- Written request 1
Answer these questions from the thread, one line each:
(a) What grass type does the opening post say the lawn has?
(b) What general rule does Virginiagal give for how much of a nutrient to apply?
(c) What does JLavoe prefer as the N source in a 1-1-1 fertilizer?
- Written request 2
List every username that posts in the thread, with the date shown for each post.

- Given passage
• • • • • • •

# Help needed, soil test results



## tx aug dude (Jun 15, 2021)

I'm in Hou TX. Lawn size is 4K sq ft, grass type St Aug. This is my first full season maintaining this lawn, when I bought the house (just built) last June i thought I had measured my square footage correctly but upon review a week ago I came to the conclusion is was off by a decent amount. So I'm assuming my P & K are low due to my under fertilizing due to poor measurements. I really am just looking for some advice on where to go from here. The lawn doesn't look terrible but it's not as thick as I would like. I don't have issues with shade and also don't have irrigation system yet just sprinklers getting moved around. Is it even worth the time and money to try to lower PH or am I just better off using products that work for high PH and living with it?


----------



## Virginiagal (Apr 24, 2017)

Since you need P and K, the easiest product to use is a balanced fertilizer (same percentages of N, P, and K) when you fertilize. The amounts the soil test is giving are for a year. General rule is to not apply more than one pound of a particular nutrient a month in an appropriate time to fertilize.
Have you read this article here on soil remediation?
https://thelawnforum.com/viewtopic.php?t=15165
It has some info on lowering pH and whether it's worth trying to do.

Here's an article from Texas A&M on St Augustine maintenance:
https://agrilifeextension.tamu.edu/library/landscaping/maintaining-st-augustinegrass-lawns/


----------



## JLavoe (Jun 8, 2020)

@tx aug dude Find yourself a good 1-1-1 fertilizer, prefferably AMS as the N source.. and a solid chelated micronutrient package in foliar applications.

• • • • • • •

- Collected material

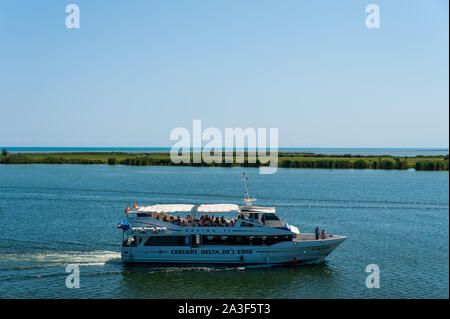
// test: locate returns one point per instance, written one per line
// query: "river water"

• • • • • • •

- Result 1
(a) St Aug (St Augustine).
(b) Apply no more than one pound of a particular nutrient a month, at an appropriate time to fertilize.
(c) AMS.

- Result 2
tx aug dude (Jun 15, 2021)
Virginiagal (Apr 24, 2017)
JLavoe (Jun 8, 2020)